Turn the records below into a JSON list of strings, one string per line with blank lines omitted, starting with the line containing "Flashcard task. Put a dot on each instance of the concrete" and continuing through the end of the records.

*The records*
------------------------

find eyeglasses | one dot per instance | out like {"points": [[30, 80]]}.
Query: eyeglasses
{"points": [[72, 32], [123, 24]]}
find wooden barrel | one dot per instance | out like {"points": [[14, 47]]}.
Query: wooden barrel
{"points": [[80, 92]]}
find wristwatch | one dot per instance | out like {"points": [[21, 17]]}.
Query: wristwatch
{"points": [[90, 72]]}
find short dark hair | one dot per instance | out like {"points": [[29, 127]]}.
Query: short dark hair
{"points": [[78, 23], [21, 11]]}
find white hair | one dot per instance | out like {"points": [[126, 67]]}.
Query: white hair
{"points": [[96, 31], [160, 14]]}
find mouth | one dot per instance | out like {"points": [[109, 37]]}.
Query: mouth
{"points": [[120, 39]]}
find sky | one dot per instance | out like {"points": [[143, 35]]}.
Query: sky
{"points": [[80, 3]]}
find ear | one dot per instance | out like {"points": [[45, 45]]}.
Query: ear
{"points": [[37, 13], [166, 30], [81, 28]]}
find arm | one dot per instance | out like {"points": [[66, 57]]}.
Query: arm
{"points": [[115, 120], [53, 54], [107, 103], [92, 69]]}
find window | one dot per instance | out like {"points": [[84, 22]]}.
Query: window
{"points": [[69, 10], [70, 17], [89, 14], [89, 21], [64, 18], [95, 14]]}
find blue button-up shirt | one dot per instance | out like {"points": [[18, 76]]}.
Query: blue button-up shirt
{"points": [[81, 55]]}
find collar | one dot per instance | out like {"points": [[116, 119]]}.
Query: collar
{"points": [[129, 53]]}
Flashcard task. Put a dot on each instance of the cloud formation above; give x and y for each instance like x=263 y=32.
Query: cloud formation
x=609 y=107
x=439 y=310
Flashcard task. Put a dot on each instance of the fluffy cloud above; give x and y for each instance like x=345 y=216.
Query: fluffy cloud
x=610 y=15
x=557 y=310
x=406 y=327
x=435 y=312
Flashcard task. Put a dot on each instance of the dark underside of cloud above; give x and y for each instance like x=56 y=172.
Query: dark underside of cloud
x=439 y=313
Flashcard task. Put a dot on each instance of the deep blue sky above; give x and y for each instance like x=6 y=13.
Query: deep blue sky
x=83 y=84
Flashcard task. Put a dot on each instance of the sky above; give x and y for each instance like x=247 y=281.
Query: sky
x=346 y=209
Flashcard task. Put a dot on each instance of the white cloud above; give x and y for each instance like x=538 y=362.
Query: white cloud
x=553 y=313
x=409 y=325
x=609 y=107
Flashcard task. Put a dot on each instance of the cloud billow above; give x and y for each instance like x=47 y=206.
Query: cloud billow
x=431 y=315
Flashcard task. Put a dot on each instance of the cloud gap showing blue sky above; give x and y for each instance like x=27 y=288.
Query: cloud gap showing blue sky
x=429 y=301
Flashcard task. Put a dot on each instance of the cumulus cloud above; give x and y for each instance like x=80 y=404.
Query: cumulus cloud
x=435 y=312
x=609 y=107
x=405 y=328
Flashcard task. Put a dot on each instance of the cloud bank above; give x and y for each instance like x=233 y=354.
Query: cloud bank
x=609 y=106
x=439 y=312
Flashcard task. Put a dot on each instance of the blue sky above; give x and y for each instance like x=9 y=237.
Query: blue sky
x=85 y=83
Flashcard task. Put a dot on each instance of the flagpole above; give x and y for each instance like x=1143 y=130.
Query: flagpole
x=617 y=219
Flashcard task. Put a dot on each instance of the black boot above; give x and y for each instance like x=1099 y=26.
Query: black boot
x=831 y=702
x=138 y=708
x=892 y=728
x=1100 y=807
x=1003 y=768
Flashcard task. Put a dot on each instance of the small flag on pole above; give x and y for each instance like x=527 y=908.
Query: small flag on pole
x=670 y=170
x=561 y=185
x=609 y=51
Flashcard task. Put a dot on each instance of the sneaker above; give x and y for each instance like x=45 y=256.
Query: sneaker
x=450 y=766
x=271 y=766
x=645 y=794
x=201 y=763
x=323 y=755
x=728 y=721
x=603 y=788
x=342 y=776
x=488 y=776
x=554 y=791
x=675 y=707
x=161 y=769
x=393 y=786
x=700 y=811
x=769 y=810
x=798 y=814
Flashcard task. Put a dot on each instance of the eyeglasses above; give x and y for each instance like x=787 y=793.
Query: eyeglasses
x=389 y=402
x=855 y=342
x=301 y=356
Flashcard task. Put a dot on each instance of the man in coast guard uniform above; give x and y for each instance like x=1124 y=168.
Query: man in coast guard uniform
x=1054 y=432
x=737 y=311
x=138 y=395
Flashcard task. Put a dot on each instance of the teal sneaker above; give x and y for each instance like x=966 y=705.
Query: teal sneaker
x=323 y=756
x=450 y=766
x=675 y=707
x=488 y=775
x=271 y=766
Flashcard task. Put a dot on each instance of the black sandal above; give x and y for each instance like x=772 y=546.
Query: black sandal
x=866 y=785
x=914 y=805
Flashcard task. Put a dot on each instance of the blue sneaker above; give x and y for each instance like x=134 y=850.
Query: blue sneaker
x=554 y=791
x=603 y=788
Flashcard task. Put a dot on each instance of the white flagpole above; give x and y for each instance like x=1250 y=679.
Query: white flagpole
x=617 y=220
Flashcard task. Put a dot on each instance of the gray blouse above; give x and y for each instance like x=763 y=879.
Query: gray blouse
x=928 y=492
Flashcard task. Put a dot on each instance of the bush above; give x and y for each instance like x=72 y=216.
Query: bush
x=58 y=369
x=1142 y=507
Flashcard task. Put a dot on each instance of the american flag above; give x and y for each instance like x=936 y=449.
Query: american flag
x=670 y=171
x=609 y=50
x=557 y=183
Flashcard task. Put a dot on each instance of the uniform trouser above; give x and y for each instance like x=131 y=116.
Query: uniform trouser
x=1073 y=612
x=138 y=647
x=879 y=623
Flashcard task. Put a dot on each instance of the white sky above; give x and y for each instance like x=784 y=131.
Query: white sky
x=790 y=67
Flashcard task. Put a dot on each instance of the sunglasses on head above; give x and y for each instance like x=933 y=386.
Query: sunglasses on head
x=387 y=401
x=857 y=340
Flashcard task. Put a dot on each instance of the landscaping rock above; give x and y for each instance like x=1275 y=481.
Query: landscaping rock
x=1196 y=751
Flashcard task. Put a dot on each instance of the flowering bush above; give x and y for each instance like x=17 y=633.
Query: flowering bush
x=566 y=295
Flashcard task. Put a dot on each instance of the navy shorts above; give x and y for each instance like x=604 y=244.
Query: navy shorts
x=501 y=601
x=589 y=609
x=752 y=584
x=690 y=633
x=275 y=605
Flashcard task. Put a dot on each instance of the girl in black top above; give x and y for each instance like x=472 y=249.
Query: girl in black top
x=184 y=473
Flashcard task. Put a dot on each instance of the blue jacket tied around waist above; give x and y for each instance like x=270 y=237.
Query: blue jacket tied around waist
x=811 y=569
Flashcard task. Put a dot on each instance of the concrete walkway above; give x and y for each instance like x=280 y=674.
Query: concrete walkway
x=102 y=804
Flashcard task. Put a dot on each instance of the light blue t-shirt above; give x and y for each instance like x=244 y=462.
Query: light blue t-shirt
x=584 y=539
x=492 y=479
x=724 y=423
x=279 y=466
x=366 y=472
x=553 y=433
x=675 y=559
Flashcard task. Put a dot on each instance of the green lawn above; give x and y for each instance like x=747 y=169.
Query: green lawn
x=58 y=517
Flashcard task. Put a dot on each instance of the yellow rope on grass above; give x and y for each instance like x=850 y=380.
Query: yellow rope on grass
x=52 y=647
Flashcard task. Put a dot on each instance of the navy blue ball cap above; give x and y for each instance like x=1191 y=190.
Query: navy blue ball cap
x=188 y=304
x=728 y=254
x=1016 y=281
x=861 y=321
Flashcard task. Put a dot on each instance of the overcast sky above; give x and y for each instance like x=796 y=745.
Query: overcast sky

------------------------

*Output of the exercise*
[
  "Flashcard task. Put a dot on each instance of the concrete walkway above; give x and y for each instance like x=280 y=674.",
  "Query: concrete walkway",
  "x=102 y=804",
  "Flashcard task. Put a dot on each instance of the light blue t-shirt above; give x and y for each instance like x=244 y=462.",
  "Query: light blue t-shirt",
  "x=584 y=539",
  "x=492 y=479",
  "x=724 y=423",
  "x=279 y=466",
  "x=366 y=472",
  "x=553 y=433",
  "x=675 y=559",
  "Flashcard task. Put a dot on each instance of the green lawn above; give x and y for each instance like x=747 y=169.",
  "Query: green lawn",
  "x=58 y=517",
  "Flashcard task. Put a dot on each instance of the yellow rope on grass above; give x and y for each instance like x=850 y=380.",
  "Query: yellow rope on grass",
  "x=52 y=647",
  "Flashcard task. Put a dot on each instance of the navy blue ball cap above; give x and y for each instance like x=1191 y=190.",
  "Query: navy blue ball cap",
  "x=188 y=304",
  "x=728 y=254",
  "x=1016 y=281",
  "x=861 y=321",
  "Flashcard task. Put a dot on each instance of the overcast sky above; give x and y for each instance like x=796 y=745.",
  "Query: overcast sky"
]